● **Exercise prompt**
Starting at the line that contains "Outline wooden bench above." and ending at the line that contains "15, 12, 119, 165", give those lines again with "Outline" changed to "Locate" and everything else the same. Leave the picture out of your answer.

● **Exercise inputs**
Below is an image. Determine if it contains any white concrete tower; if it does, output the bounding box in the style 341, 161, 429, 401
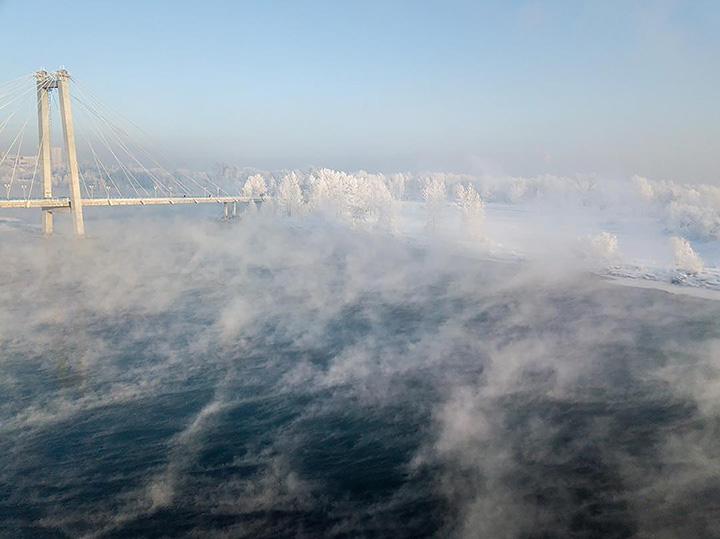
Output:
35, 70, 54, 236
55, 69, 85, 236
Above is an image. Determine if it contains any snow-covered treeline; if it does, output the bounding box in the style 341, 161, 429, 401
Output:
212, 165, 720, 241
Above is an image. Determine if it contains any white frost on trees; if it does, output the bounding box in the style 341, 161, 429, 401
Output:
457, 184, 485, 240
277, 172, 304, 217
423, 178, 445, 231
670, 238, 703, 275
243, 174, 267, 198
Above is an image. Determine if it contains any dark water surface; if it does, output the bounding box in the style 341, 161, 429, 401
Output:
0, 217, 720, 539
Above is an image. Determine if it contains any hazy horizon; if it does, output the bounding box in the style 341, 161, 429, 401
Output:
0, 0, 720, 184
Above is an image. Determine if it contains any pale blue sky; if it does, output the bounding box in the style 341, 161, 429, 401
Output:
0, 0, 720, 183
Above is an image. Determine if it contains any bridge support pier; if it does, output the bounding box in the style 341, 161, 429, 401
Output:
55, 69, 85, 236
35, 70, 53, 236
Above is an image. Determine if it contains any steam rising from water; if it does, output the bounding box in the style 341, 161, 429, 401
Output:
0, 212, 720, 537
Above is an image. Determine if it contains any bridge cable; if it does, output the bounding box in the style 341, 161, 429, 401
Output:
71, 77, 230, 196
70, 86, 192, 196
70, 97, 179, 195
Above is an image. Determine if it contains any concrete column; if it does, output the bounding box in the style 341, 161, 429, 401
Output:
55, 69, 85, 236
35, 70, 52, 236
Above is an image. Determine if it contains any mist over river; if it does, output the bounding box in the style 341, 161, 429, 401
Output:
0, 213, 720, 539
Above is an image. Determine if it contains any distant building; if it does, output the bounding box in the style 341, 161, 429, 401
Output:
50, 146, 63, 167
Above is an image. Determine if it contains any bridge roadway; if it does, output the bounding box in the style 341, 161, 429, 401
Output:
0, 196, 263, 210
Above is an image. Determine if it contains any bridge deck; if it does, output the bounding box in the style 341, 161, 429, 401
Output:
0, 196, 263, 209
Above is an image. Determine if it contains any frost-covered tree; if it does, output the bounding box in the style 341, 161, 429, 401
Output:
277, 172, 304, 217
670, 238, 703, 275
423, 178, 445, 230
457, 184, 485, 240
243, 174, 267, 198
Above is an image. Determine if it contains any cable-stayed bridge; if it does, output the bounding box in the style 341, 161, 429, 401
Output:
0, 69, 263, 236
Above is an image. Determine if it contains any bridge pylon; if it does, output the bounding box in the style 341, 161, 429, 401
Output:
35, 69, 85, 236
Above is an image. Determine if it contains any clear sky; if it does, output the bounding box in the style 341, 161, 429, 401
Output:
0, 0, 720, 183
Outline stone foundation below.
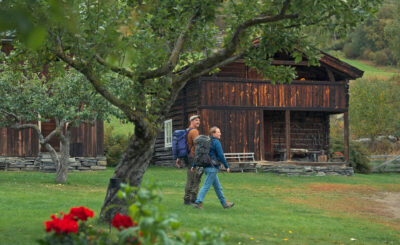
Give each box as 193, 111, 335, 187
257, 164, 354, 176
0, 154, 107, 173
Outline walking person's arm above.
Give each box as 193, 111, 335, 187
213, 140, 231, 173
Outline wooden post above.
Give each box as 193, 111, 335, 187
343, 111, 350, 164
285, 111, 290, 161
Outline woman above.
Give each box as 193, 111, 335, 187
191, 127, 234, 208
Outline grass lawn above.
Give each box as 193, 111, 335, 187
328, 51, 400, 79
0, 167, 400, 245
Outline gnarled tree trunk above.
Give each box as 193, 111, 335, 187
56, 126, 71, 183
100, 130, 157, 221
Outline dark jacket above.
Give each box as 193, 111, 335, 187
210, 136, 229, 168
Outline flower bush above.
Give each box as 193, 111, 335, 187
38, 183, 227, 245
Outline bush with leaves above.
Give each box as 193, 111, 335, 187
104, 126, 129, 167
329, 137, 371, 174
39, 182, 227, 245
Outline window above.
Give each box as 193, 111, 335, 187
164, 119, 172, 148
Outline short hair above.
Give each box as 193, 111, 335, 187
189, 115, 200, 121
209, 126, 219, 136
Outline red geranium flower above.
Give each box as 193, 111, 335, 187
111, 213, 137, 231
44, 214, 78, 234
69, 207, 94, 221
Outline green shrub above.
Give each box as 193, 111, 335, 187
329, 137, 371, 174
343, 43, 361, 59
374, 50, 390, 65
104, 125, 129, 167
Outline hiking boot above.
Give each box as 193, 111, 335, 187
183, 200, 193, 205
224, 202, 235, 208
192, 203, 203, 209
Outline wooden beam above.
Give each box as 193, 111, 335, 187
271, 60, 308, 66
325, 67, 335, 83
285, 110, 290, 161
343, 112, 350, 164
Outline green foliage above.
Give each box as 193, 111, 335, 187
0, 51, 112, 126
0, 167, 400, 245
349, 77, 400, 141
38, 179, 227, 245
118, 182, 227, 245
1, 0, 381, 130
343, 0, 400, 65
104, 125, 130, 167
329, 137, 371, 174
373, 50, 391, 66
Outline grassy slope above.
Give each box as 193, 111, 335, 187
328, 51, 400, 79
0, 168, 400, 244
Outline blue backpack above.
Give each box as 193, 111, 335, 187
172, 128, 193, 159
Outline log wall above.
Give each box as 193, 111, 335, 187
152, 80, 199, 166
0, 128, 39, 157
200, 109, 263, 159
200, 78, 347, 112
70, 120, 104, 157
264, 111, 329, 157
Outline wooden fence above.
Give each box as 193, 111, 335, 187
369, 155, 400, 173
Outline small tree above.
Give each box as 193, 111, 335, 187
0, 53, 110, 183
0, 0, 381, 218
349, 78, 400, 151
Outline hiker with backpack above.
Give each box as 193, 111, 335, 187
172, 115, 203, 205
191, 127, 234, 208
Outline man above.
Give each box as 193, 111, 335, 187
176, 115, 203, 205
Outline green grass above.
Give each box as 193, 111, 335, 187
328, 51, 400, 79
0, 168, 400, 244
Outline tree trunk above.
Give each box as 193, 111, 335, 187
100, 131, 157, 221
56, 126, 71, 183
41, 143, 60, 177
100, 134, 156, 221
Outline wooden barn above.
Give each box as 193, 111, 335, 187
153, 52, 363, 165
0, 120, 104, 157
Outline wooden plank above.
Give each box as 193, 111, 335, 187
285, 110, 290, 161
343, 112, 350, 164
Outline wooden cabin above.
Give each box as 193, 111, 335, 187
0, 39, 104, 157
0, 120, 104, 157
153, 52, 363, 165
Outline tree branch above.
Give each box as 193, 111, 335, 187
0, 109, 21, 122
54, 38, 153, 134
139, 15, 195, 82
11, 123, 47, 145
178, 0, 299, 83
95, 54, 135, 79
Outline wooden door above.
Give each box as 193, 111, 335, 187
264, 112, 274, 161
40, 119, 60, 152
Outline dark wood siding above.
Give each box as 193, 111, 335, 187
200, 109, 262, 159
200, 78, 347, 111
264, 111, 329, 155
152, 80, 199, 165
0, 128, 39, 157
70, 120, 104, 157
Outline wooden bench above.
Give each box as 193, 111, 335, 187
224, 152, 257, 173
0, 162, 8, 171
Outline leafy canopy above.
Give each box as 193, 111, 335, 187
0, 48, 112, 126
0, 0, 381, 132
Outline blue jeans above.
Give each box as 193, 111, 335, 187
196, 167, 226, 206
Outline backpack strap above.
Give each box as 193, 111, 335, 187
186, 128, 194, 152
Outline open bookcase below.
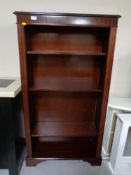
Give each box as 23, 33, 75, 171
15, 12, 119, 165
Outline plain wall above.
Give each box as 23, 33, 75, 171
0, 0, 131, 97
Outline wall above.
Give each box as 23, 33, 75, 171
0, 0, 131, 97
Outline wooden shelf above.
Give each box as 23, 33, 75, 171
32, 122, 98, 137
29, 75, 102, 93
32, 137, 97, 159
27, 50, 106, 56
29, 87, 103, 93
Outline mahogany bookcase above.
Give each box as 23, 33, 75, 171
14, 12, 120, 166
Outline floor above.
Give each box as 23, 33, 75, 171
0, 160, 112, 175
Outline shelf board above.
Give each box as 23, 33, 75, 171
27, 50, 106, 56
32, 138, 97, 159
32, 121, 98, 137
29, 87, 103, 93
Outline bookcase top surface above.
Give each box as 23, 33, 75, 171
14, 11, 121, 18
14, 11, 120, 27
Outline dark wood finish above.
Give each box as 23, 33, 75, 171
14, 12, 120, 165
32, 122, 97, 137
0, 94, 26, 175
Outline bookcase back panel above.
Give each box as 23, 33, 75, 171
26, 26, 109, 53
28, 55, 105, 91
31, 92, 99, 122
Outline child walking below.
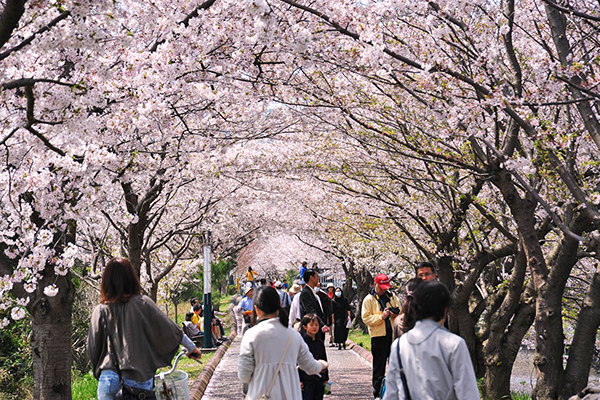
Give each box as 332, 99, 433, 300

● **Correct response**
Locate wooden bench above.
Give each box as 193, 111, 335, 187
224, 152, 257, 173
0, 162, 8, 171
Locate leafy canopy above.
Give each box as 193, 111, 335, 187
0, 48, 112, 126
0, 0, 381, 132
Locate blue jeans above.
Give each box as 193, 111, 335, 187
196, 167, 226, 206
Locate backpack strap above.
Give each box as 193, 111, 335, 187
186, 128, 194, 152
Locate open bookcase below.
Give each box as 23, 33, 75, 171
15, 12, 119, 165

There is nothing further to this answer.